WHAT YOU WILL DO:
Can you retype every line of the material below, changing nothing?

DATA IN THIS EXERCISE:

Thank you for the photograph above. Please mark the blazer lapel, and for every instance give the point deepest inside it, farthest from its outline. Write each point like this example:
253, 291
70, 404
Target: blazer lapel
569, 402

EXERCISE RESPONSE:
Thank you for the photograph above. Please mark the blazer lapel, and for every instance give the point deepest inside it, farthest from its outline. Write each point like this example:
253, 291
70, 404
Target: blazer lapel
569, 402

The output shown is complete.